Exercise description ->
Rewrite the entries below, changing every "chaise longue backrest" to "sofa backrest" and leaving everything else untouched. Omit the pictures from your answer.

Task input ->
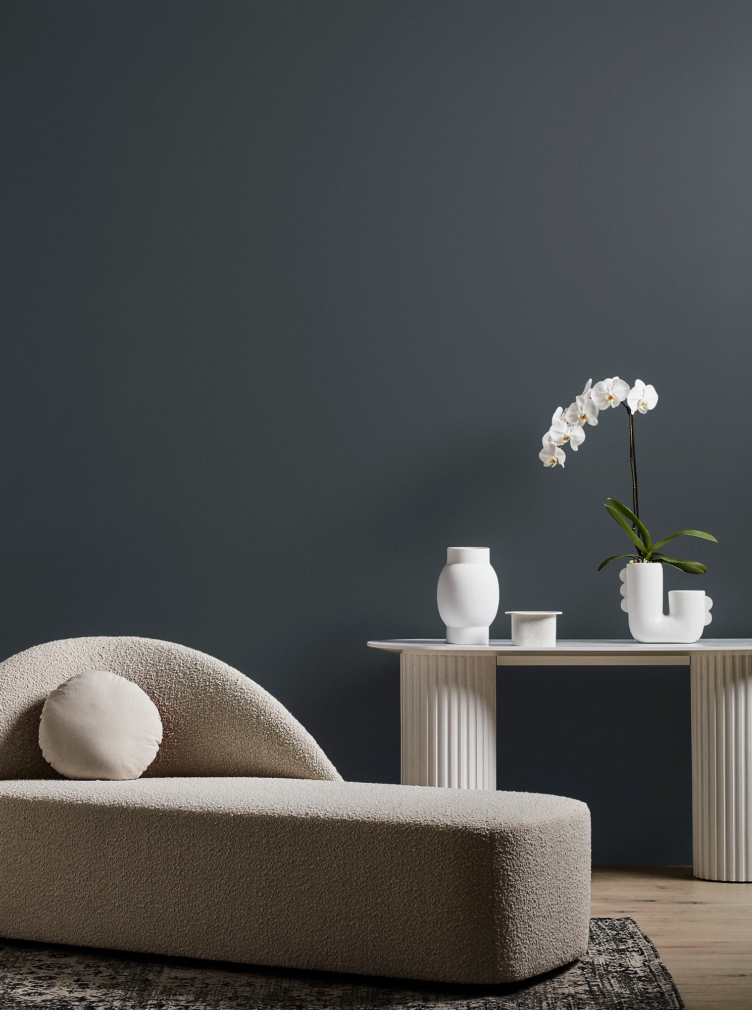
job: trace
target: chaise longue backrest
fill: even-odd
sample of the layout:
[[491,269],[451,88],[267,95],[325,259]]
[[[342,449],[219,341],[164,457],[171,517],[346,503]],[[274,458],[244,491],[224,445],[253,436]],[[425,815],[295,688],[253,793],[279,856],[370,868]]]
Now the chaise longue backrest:
[[287,709],[219,660],[153,638],[66,638],[0,664],[0,779],[60,778],[41,756],[48,694],[74,674],[109,670],[156,704],[164,735],[145,776],[340,779]]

Output for this task ->
job: trace
target: sofa backrest
fill: even-odd
sample of the layout:
[[491,269],[451,88],[267,95],[325,259]]
[[[342,449],[219,341],[164,457],[171,517],[346,503]],[[274,458],[244,491],[224,445],[253,436]],[[425,815],[295,688],[253,793],[279,856],[370,868]]]
Now the sofa backrest:
[[287,709],[219,660],[153,638],[66,638],[0,664],[0,779],[60,778],[41,756],[48,694],[74,674],[109,670],[156,704],[164,735],[145,776],[340,779]]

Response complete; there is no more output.